BRIEF 1.
Rewrite the lines of the source entries, replacing "concrete bench" with "park bench" each time it appears and keeping everything else the same.

..............................

Frequently Asked Questions

1. What does atomic pass mean here?

Atomic pass means atomic packing percentage. It shows the percentage of a unit cell filled by atomic sphere volume.

2. Is atomic pass the same as APF?

Yes. The calculator also shows atomic packing factor. Atomic pass percent is APF multiplied by 100.

3. Which density unit should I use?

You can use g/cm³, kg/m³, g/mL, or lb/ft³. The calculator converts density into g/cm³.

4. Why is cell edge important?

Cell edge determines unit cell volume. Since volume equals a³, a small edge error can strongly affect results.

5. What if I do not know atomic radius?

Choose a crystal preset. The calculator can estimate radius from the unit cell edge for common structures.

6. What does a value above 100 percent mean?

It usually means the inputs are inconsistent. Check radius, cell edge, crystal type, and atoms per unit cell.

7. Can this calculator find molar mass?

Yes. It estimates atomic mass from density, Avogadro’s constant, unit cell volume, and atoms per cell.

8. What is theoretical density?

..............................

BRIEF 2.
List every density unit the FAQ says you can use.

(Source records)
..............................

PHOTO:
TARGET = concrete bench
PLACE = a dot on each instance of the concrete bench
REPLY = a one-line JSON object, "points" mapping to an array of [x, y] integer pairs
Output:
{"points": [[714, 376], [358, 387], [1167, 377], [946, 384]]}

..............................

CORRECT RESULT 1.
PHOTO:
TARGET = park bench
PLACE = a dot on each instance of the park bench
REPLY = a one-line JSON object, "points" mapping to an array of [x, y] integer pairs
Output:
{"points": [[714, 376], [358, 387], [1167, 377], [946, 384]]}

CORRECT RESULT 2.
g/cm³, kg/m³, g/mL, lb/ft³